**GOAL**:
Return, word for word, only the lines from the one containing "the shrub, one" through the last line of the entries.

Begin DATASET RECORDS

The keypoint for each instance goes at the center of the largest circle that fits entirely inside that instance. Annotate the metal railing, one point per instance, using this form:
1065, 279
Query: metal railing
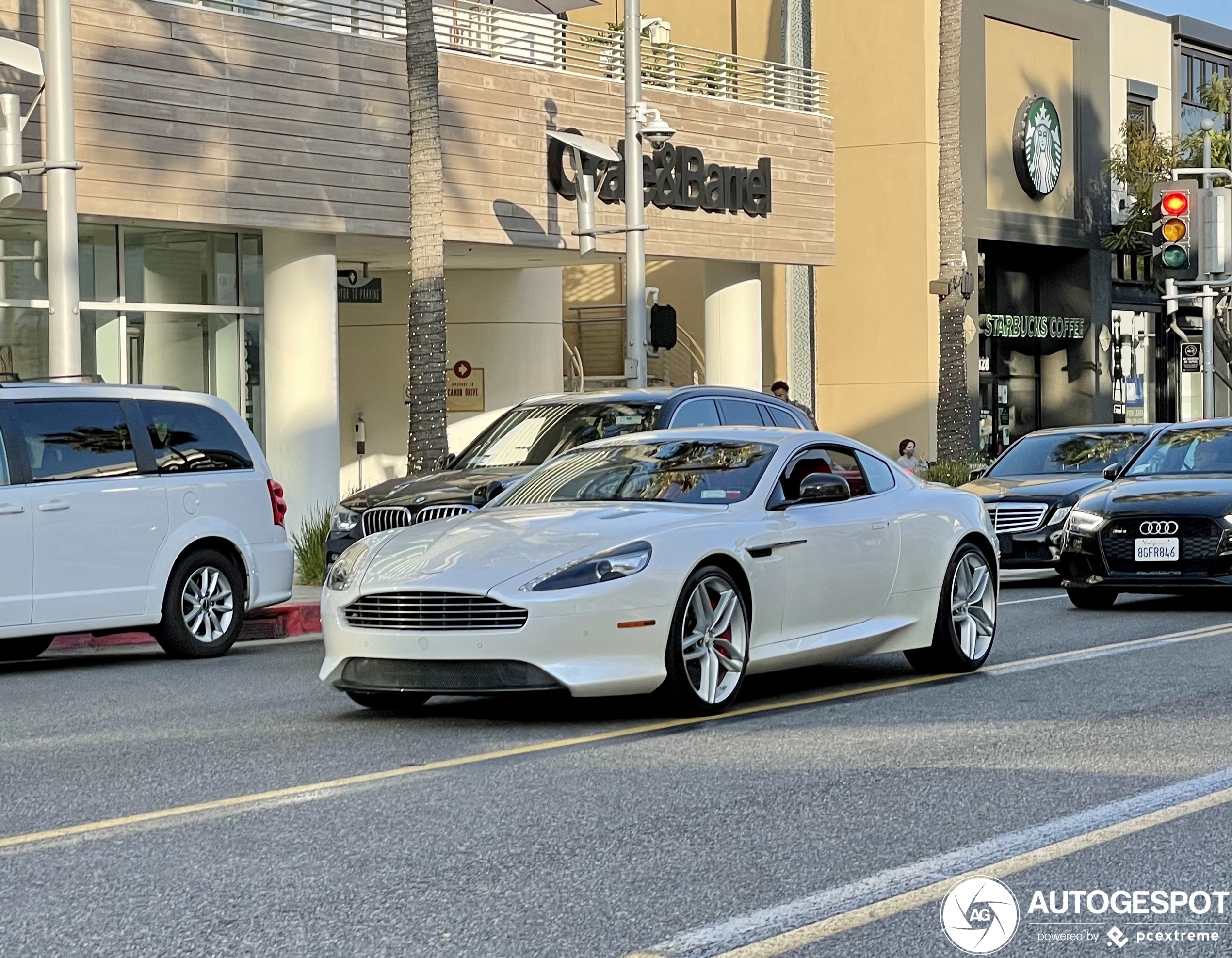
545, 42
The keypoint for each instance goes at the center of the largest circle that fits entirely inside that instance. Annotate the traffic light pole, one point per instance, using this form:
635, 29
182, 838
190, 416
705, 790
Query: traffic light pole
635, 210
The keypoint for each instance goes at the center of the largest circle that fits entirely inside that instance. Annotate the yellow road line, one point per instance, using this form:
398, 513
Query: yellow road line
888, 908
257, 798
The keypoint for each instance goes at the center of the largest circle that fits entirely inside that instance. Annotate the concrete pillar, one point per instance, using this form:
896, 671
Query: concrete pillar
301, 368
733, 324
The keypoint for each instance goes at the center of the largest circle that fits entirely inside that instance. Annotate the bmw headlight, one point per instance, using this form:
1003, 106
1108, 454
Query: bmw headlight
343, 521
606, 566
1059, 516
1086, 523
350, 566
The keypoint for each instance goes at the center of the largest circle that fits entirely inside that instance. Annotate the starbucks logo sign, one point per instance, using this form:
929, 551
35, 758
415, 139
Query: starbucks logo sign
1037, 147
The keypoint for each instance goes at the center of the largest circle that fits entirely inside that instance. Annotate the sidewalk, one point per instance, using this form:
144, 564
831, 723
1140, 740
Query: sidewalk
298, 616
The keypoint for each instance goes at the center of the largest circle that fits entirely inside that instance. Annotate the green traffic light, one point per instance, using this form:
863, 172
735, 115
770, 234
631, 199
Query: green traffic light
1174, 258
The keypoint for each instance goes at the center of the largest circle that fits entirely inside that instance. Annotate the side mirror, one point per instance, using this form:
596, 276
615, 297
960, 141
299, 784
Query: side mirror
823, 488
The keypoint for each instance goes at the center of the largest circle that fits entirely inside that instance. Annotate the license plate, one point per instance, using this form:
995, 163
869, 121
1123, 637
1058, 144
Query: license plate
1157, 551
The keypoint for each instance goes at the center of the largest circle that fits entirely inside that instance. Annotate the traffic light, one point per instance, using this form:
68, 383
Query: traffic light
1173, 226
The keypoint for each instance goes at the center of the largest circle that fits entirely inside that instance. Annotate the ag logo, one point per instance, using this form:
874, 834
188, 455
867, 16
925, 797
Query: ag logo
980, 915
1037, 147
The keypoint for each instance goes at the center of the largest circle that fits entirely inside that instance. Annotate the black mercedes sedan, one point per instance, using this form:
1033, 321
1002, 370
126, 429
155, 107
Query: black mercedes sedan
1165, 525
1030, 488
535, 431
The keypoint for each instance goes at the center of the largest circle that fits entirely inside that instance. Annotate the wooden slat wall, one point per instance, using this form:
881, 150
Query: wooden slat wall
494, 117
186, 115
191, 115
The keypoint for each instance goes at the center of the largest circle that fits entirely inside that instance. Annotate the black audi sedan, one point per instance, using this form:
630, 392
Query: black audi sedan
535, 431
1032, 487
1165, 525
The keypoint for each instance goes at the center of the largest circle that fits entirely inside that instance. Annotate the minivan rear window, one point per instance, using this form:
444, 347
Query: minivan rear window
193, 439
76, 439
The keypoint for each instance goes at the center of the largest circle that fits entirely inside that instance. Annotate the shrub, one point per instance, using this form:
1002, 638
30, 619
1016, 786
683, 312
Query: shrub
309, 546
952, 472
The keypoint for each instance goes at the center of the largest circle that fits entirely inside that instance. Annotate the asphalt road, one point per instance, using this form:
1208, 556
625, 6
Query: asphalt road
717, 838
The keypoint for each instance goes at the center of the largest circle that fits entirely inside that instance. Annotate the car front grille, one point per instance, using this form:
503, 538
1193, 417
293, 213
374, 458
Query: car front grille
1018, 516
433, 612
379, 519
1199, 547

End DATASET RECORDS

**SOLUTION**:
The keypoint for each instance goes at the center of the largest circle that fits entirely inside that instance. Annotate the shrub, one point per instance, using this form:
1002, 638
30, 619
1016, 786
683, 312
Query: shrub
309, 546
952, 472
The keypoint for each instance goes at the center of the largest circle that fits entirely inside that instance. Annotate the asphalt road, one point per instance, using this form:
1208, 556
625, 6
Query: asphalt road
717, 838
The keypoint for each instance goes at the center of the largest circle that fits entirely inside that instance. Annotate the car front grille, one point per instance, using this form:
503, 538
1193, 417
293, 213
374, 458
Query: car front grille
1018, 516
433, 612
379, 519
1199, 547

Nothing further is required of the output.